» Task requirements
In the listing below, locate the line containing "formatted like [337,69]." and the line containing "formatted like [274,109].". Output both of them and every line between, exactly as written, and nothing more.

» Entries supplied
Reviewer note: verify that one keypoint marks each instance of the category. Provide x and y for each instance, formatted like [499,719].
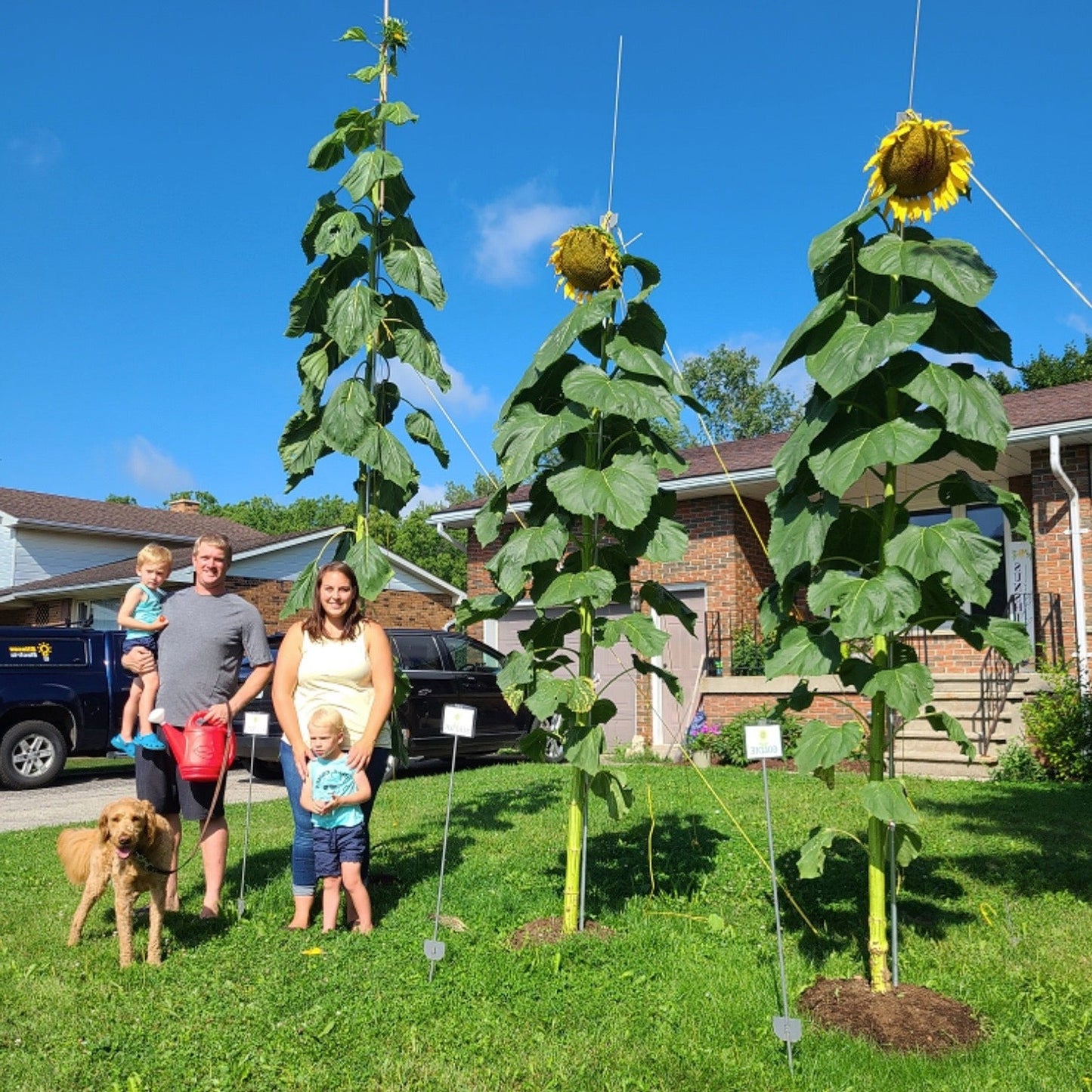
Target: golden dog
[131,846]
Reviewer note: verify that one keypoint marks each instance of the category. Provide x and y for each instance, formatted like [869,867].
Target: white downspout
[1078,562]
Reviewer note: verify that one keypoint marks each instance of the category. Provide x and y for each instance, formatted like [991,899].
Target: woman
[333,657]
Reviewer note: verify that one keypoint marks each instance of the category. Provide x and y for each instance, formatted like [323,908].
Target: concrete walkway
[79,797]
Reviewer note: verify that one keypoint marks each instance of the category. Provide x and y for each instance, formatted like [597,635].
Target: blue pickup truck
[61,694]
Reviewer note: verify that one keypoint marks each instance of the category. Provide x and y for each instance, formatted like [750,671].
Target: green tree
[580,427]
[367,247]
[738,403]
[1045,370]
[868,572]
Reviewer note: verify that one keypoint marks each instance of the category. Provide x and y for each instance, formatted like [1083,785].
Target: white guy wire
[1037,247]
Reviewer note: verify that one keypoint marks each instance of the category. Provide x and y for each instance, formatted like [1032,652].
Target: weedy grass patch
[995,913]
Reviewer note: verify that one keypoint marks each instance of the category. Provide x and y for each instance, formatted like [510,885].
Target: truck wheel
[32,755]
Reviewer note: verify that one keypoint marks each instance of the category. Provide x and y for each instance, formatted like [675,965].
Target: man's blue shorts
[336,846]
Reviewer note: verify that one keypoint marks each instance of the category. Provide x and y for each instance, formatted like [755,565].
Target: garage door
[615,682]
[685,657]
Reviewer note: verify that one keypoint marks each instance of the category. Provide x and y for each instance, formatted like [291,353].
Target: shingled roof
[46,509]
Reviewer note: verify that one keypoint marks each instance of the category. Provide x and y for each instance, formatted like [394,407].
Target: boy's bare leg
[358,896]
[331,900]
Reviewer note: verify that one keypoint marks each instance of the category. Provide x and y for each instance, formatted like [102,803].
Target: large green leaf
[340,234]
[657,540]
[907,688]
[800,652]
[592,312]
[814,853]
[525,435]
[898,441]
[413,268]
[827,246]
[951,265]
[510,566]
[981,631]
[858,348]
[812,334]
[620,493]
[641,633]
[822,746]
[971,407]
[664,603]
[954,549]
[960,488]
[594,389]
[595,584]
[413,344]
[302,446]
[888,802]
[961,329]
[422,428]
[382,450]
[370,169]
[348,414]
[373,571]
[864,608]
[946,724]
[354,318]
[799,529]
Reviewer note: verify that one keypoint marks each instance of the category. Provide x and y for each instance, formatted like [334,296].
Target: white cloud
[36,151]
[462,398]
[426,495]
[153,470]
[515,230]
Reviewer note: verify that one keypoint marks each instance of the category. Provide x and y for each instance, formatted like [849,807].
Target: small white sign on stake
[763,741]
[255,724]
[459,721]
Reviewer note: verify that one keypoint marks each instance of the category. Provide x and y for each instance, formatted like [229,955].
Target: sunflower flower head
[586,260]
[923,159]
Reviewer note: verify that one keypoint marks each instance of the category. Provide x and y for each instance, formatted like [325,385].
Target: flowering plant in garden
[868,571]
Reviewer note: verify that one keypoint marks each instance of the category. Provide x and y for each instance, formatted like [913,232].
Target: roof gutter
[1077,562]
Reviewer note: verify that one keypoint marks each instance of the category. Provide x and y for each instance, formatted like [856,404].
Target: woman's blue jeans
[302,851]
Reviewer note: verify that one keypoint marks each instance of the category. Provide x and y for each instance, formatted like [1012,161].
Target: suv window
[417,652]
[42,651]
[468,655]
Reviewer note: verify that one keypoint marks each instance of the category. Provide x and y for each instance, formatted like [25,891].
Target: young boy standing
[333,793]
[141,617]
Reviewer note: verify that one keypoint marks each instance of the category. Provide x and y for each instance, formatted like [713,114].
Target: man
[208,631]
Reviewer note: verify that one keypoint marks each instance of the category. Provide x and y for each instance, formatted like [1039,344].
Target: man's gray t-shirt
[200,651]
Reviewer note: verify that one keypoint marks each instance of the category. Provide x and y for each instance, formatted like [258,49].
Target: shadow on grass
[1048,846]
[684,854]
[837,902]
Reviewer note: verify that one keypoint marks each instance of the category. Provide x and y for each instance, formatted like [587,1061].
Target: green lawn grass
[996,913]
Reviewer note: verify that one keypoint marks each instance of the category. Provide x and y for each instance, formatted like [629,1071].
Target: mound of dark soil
[905,1019]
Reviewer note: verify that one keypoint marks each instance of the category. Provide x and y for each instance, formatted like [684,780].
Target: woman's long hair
[354,617]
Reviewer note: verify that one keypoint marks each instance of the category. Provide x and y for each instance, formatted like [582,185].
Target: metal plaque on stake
[763,741]
[253,725]
[459,722]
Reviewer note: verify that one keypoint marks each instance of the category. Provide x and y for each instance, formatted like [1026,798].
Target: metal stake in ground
[458,723]
[253,725]
[763,741]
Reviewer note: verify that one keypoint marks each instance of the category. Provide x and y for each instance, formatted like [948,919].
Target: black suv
[444,669]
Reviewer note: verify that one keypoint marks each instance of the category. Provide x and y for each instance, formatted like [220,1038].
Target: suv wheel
[32,755]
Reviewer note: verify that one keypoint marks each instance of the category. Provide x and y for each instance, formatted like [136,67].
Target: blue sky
[153,188]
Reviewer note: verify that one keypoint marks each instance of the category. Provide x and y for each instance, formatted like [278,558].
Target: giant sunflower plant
[355,319]
[869,574]
[579,429]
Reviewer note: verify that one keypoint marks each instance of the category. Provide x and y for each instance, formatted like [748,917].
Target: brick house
[722,501]
[67,561]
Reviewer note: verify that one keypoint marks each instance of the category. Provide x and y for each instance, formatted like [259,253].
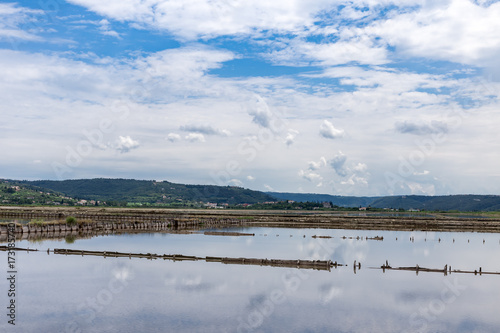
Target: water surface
[58,293]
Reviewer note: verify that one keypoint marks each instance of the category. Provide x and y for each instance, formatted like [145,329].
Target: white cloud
[290,137]
[338,164]
[434,127]
[236,182]
[205,129]
[317,165]
[193,19]
[360,167]
[173,137]
[13,22]
[310,175]
[455,30]
[124,144]
[195,137]
[328,131]
[268,188]
[105,29]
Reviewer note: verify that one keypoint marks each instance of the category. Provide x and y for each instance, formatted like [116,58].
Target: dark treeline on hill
[120,191]
[465,203]
[337,200]
[130,192]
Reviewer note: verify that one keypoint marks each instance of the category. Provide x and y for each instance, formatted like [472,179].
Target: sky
[360,97]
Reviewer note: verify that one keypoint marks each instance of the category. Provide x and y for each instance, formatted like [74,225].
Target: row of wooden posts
[301,264]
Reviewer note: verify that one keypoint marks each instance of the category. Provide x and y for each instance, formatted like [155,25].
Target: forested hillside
[150,191]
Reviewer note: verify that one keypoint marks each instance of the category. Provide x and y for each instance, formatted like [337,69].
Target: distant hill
[15,193]
[446,203]
[149,191]
[336,200]
[167,194]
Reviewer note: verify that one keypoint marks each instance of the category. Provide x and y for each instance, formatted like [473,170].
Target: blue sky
[340,97]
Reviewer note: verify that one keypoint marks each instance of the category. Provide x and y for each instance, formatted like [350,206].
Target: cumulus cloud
[124,144]
[434,127]
[13,21]
[191,20]
[290,137]
[236,182]
[105,29]
[313,165]
[338,164]
[204,129]
[173,137]
[195,137]
[310,175]
[262,115]
[328,131]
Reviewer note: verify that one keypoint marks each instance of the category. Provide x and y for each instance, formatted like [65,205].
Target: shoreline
[96,218]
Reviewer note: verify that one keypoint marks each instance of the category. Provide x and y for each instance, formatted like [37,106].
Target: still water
[58,293]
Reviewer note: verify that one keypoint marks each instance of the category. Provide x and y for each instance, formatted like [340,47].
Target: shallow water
[58,293]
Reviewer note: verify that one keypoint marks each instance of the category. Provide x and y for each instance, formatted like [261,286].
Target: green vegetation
[70,220]
[163,194]
[19,194]
[147,193]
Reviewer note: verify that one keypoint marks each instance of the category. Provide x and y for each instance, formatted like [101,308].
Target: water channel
[72,293]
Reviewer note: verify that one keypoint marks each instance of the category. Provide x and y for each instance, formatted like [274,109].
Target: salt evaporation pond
[58,293]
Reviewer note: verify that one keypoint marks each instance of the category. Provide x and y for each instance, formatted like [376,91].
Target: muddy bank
[116,219]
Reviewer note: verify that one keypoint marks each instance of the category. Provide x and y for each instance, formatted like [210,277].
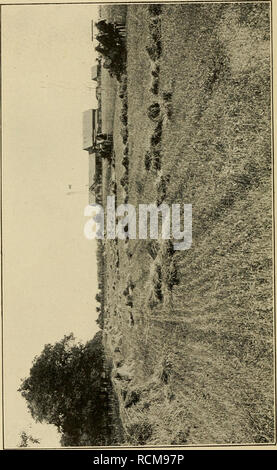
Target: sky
[49,266]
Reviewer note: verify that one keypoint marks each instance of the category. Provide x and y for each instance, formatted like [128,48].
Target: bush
[156,159]
[155,87]
[125,162]
[132,398]
[124,180]
[124,134]
[155,10]
[157,134]
[154,51]
[147,161]
[139,432]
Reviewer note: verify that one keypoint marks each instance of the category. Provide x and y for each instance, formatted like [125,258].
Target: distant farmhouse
[90,128]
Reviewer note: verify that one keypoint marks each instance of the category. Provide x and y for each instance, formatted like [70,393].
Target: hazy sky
[49,266]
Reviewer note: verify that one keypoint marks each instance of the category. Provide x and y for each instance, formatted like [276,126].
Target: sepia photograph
[138,287]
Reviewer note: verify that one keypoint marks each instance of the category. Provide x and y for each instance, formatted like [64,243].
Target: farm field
[190,333]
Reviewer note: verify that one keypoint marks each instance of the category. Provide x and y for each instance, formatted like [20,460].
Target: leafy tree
[112,47]
[25,439]
[64,388]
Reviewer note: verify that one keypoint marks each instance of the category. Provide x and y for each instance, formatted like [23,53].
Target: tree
[112,47]
[25,439]
[64,387]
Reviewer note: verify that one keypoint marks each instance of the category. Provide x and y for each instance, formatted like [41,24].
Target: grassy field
[190,333]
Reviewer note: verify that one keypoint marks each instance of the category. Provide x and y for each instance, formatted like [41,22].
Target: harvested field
[190,333]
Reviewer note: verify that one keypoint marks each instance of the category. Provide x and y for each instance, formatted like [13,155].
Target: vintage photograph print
[138,225]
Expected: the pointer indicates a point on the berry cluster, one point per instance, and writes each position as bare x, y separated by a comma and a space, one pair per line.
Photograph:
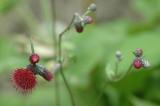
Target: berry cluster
81, 21
139, 61
24, 79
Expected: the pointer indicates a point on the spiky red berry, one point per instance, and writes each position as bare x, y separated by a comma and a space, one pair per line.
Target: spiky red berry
23, 80
47, 75
34, 58
137, 63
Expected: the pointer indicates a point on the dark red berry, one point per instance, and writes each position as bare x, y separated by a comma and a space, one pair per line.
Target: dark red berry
34, 58
137, 63
23, 80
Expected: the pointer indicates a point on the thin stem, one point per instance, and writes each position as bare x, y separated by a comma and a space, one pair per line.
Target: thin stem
100, 95
31, 44
117, 66
116, 70
61, 62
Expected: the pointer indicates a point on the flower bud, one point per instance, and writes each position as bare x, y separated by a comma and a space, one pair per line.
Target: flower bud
87, 20
138, 52
119, 55
137, 63
145, 63
92, 7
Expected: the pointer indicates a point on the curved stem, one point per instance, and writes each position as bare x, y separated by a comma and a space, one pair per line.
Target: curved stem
61, 62
31, 44
105, 84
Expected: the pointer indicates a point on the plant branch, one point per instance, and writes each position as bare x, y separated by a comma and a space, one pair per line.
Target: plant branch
61, 62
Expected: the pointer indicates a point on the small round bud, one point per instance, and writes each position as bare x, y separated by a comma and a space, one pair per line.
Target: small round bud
92, 7
78, 23
145, 63
87, 20
137, 63
138, 52
34, 58
119, 55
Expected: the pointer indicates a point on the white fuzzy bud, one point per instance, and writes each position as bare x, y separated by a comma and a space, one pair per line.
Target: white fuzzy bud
92, 7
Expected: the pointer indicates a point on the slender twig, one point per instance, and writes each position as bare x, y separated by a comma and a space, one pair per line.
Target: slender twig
101, 94
105, 83
31, 44
57, 88
61, 62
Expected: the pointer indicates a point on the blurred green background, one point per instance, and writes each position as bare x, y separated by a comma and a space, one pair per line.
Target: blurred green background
119, 25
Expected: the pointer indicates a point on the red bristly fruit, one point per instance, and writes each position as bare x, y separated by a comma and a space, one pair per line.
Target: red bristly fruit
34, 58
23, 80
137, 63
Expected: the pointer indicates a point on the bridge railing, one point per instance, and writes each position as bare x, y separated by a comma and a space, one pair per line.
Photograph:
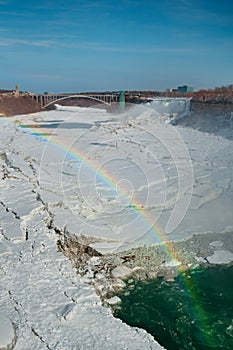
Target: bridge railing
48, 99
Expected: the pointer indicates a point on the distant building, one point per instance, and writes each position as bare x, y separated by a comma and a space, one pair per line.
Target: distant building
185, 88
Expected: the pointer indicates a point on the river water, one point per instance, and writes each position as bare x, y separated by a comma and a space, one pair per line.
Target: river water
195, 311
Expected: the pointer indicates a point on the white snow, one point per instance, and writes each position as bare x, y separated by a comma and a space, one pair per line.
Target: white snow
7, 333
127, 180
220, 257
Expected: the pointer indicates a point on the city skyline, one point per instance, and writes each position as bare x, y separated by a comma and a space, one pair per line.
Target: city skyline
108, 45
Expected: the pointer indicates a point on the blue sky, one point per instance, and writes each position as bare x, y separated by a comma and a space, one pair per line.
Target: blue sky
113, 45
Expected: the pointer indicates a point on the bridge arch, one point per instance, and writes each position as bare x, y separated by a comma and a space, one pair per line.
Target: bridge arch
77, 96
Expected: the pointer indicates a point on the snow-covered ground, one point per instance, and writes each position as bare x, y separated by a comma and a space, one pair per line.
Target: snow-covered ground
123, 180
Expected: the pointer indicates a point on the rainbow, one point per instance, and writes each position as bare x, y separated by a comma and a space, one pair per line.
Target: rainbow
139, 210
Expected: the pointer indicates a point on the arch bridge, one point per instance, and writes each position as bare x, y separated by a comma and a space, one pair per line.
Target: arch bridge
46, 100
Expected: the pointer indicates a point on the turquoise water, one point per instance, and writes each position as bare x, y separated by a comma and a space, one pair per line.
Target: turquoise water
195, 311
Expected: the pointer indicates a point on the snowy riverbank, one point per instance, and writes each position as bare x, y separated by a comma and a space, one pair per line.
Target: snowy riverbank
114, 182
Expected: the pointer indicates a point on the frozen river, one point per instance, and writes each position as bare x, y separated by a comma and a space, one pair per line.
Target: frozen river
122, 180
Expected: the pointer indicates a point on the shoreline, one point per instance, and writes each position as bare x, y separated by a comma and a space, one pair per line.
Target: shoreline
108, 272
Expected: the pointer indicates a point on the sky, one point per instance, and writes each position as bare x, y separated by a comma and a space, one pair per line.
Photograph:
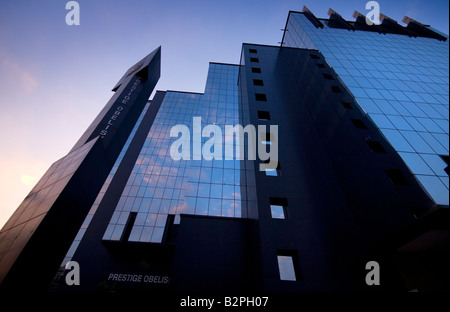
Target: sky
55, 78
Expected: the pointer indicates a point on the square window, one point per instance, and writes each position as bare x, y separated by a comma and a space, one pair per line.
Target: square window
258, 82
272, 172
375, 146
277, 212
397, 177
278, 207
288, 265
261, 97
358, 123
263, 115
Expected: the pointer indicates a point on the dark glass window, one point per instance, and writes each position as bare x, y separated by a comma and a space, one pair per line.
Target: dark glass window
272, 172
288, 265
358, 123
446, 158
397, 177
336, 89
375, 146
347, 105
261, 97
128, 226
278, 207
263, 115
258, 82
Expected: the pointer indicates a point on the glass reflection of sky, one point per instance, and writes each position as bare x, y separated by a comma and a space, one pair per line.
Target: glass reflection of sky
159, 186
402, 83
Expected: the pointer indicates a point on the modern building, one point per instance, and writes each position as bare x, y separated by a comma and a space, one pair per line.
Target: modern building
358, 116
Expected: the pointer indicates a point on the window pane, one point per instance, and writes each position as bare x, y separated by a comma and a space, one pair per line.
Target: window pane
286, 268
277, 212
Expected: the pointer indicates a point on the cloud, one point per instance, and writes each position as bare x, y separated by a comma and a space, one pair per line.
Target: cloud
15, 74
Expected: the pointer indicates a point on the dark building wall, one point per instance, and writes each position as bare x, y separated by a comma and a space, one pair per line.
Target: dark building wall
44, 226
340, 200
216, 254
99, 259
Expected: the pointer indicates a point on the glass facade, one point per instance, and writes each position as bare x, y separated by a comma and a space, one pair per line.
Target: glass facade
401, 82
160, 186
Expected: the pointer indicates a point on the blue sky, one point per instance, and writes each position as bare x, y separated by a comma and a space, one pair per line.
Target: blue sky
55, 78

» Expected answer
Reviewer note: verify that one keypoint marks each instance of the category. Provide x and y for each instance, formatted like [337,69].
Target: distant hill
[15,193]
[446,203]
[149,191]
[336,200]
[167,194]
Reviewer note: verify that one keypoint marks each instance of the category. Provide x and y for each instance, formatted like [473,170].
Target: blue sky
[340,97]
Reviewer note: verify that one keypoint marks each instance of the category. Provide x and y for each instance, formatted like [350,206].
Target: cumulus cloud
[124,144]
[434,127]
[13,21]
[191,20]
[290,137]
[236,182]
[105,29]
[313,165]
[338,164]
[204,129]
[173,137]
[195,137]
[310,175]
[262,115]
[328,131]
Reviewer note: verify that one keypoint marks each instance of the category. Provide x and y for each instance, formatted like [65,205].
Target: shoreline
[96,218]
Reviewer note: verify that one keypoint marks each instance of the category. Provide x and y for each instance, formatted like [37,106].
Target: still water
[58,293]
Reviewer note: verify that one keypoint marks each instance of the category. Provide x and y for each instance, formatted like [340,47].
Target: shallow water
[58,293]
Reviewer note: verify that one keypoint marks each instance of the category. Provide x and y for each instance, formatted like [261,286].
Target: green vegetation
[70,220]
[163,194]
[19,194]
[147,193]
Reviewer note: verify that one keypoint marks each instance of the category. Provide x and y for each instance, formatted like [101,308].
Target: water channel
[72,293]
Reviewer note: verify that one keypoint marks each instance of the category. Provide x and y for each instance, formatted like [274,109].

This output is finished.